> _WORK INSTRUCTIONS_
Transfer every line of the rows, beginning at the start of the rows and stopping after the line that contains "x=1015, y=509". In the answer coordinates, add 8 to each x and y value, and leave all other numbers and text as they are.

> _DATASET EXCERPTS_

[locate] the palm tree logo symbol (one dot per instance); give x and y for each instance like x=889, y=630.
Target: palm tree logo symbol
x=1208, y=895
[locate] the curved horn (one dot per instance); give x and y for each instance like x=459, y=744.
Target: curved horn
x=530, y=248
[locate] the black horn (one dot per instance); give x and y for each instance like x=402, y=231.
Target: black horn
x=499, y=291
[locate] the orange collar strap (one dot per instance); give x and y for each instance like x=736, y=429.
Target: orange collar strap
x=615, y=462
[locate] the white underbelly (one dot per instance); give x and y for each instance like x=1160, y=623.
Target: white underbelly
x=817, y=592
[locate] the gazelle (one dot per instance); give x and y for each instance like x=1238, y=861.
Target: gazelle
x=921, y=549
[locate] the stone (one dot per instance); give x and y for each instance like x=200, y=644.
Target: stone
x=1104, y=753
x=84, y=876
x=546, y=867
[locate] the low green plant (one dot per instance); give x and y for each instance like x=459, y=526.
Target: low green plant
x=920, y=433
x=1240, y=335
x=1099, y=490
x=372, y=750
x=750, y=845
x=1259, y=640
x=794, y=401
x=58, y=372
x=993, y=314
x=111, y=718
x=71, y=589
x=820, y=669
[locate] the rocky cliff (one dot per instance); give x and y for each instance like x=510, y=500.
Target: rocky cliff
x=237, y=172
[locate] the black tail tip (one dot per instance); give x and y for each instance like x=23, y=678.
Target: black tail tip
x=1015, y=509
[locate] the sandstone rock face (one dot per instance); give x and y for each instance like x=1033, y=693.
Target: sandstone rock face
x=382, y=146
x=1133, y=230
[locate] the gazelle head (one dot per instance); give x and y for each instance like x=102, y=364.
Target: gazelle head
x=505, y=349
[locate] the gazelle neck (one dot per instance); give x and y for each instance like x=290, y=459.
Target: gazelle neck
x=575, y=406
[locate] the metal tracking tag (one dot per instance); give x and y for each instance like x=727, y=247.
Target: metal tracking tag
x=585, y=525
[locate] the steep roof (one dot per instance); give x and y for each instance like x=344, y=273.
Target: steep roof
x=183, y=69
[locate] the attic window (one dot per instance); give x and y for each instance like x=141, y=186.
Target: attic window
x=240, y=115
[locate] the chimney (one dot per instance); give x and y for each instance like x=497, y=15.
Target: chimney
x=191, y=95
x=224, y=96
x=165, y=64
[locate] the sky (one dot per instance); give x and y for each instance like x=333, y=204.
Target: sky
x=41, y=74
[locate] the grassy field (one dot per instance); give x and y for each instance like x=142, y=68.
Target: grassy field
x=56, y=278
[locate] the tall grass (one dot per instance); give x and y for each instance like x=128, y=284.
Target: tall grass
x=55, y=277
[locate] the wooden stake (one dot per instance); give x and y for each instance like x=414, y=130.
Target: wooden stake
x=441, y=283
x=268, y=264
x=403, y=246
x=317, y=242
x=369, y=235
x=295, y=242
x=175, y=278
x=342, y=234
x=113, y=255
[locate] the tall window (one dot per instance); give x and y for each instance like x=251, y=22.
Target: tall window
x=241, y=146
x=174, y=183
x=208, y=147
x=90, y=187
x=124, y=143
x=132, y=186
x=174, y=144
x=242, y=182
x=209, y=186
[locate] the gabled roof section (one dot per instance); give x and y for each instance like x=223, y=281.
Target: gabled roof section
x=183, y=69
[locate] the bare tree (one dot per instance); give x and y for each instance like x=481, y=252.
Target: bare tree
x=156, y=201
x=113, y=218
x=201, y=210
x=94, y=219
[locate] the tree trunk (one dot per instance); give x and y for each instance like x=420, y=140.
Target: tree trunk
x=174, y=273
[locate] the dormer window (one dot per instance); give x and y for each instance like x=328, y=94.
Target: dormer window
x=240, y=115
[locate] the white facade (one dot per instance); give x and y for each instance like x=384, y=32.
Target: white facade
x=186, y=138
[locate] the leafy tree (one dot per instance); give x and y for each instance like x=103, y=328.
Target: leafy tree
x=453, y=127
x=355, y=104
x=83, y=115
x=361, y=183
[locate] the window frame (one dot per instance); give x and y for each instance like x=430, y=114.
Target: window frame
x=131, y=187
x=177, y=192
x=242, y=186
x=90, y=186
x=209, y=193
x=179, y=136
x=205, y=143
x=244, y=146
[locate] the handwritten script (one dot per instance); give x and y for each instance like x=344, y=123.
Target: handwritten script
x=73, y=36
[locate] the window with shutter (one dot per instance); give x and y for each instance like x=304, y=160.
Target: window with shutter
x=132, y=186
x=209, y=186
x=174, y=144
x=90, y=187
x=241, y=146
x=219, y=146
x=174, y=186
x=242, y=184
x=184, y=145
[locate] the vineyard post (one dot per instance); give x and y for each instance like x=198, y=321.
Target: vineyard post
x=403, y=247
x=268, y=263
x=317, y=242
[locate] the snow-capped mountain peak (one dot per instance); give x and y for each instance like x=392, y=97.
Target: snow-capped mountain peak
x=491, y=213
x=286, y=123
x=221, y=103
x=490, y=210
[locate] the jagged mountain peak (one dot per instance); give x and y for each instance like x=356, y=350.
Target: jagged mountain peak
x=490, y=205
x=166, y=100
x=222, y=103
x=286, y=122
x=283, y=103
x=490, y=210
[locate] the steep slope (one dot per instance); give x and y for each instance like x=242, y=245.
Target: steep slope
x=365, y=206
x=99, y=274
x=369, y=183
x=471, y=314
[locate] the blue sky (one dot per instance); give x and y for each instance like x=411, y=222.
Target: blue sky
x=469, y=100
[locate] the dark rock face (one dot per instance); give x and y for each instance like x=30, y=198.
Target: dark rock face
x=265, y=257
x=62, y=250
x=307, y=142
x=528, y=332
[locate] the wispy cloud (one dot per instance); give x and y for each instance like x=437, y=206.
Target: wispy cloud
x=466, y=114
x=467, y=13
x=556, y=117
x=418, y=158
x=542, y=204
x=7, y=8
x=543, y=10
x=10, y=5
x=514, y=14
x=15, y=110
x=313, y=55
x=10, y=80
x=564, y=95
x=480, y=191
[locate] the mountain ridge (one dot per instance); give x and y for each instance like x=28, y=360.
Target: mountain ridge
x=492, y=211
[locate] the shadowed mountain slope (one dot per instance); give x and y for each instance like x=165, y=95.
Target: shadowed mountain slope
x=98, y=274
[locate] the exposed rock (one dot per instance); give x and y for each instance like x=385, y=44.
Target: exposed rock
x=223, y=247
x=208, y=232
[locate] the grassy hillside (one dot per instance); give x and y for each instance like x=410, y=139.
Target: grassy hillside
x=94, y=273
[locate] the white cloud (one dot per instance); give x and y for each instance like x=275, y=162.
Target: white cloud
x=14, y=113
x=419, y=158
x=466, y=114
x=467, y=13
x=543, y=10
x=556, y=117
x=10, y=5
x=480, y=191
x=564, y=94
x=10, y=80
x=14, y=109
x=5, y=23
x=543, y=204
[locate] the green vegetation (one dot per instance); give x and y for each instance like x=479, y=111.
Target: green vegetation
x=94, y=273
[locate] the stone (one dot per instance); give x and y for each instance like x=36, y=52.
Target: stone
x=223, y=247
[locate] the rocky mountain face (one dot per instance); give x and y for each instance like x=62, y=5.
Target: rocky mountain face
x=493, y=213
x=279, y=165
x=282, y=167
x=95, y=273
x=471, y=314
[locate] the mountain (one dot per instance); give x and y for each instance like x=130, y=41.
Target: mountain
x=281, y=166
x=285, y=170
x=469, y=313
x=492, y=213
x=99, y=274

> _RESPONSE BELOW_
[locate] the palm tree logo symbol (one dot per instance); give x and y for each instance like x=889, y=630.
Target: palm tree logo symbol
x=1216, y=903
[locate] the curved horn (one dot per instance); give x and y for each instance like x=459, y=744.
Target: curved horn
x=538, y=256
[locate] the black horn (one dot per instance); give x and y for each instance like x=402, y=231.
Target: black horn
x=507, y=299
[locate] the orange collar strap (one dot per instance); give x and y for each instance like x=736, y=429.
Target: orange collar strap
x=623, y=470
[locate] the white underbelly (one dot per instance); give x and y for each instance like x=1160, y=623.
Target: white underbelly
x=825, y=600
[locate] the gazelle (one dot per instance); give x and y for each instance like x=1238, y=861.
Target: gazelle
x=929, y=557
[locate] the stone (one dot per instance); give x and y for each instance like x=200, y=644.
Target: stone
x=1112, y=761
x=92, y=884
x=554, y=875
[locate] the low green plant (one dot per instance); give x and y for each instance like x=459, y=526.
Target: low green plant
x=928, y=441
x=1248, y=343
x=1107, y=498
x=380, y=758
x=758, y=853
x=1267, y=648
x=802, y=409
x=66, y=380
x=1001, y=322
x=119, y=726
x=79, y=597
x=828, y=677
[locate] the rocky cliff (one dot per instance); give x and y for each instance like x=510, y=500.
Target: rocky cliff
x=245, y=180
[locate] the black tail tip (one dot per instance); give x and y for each instance like x=23, y=678.
Target: black tail tip
x=1023, y=517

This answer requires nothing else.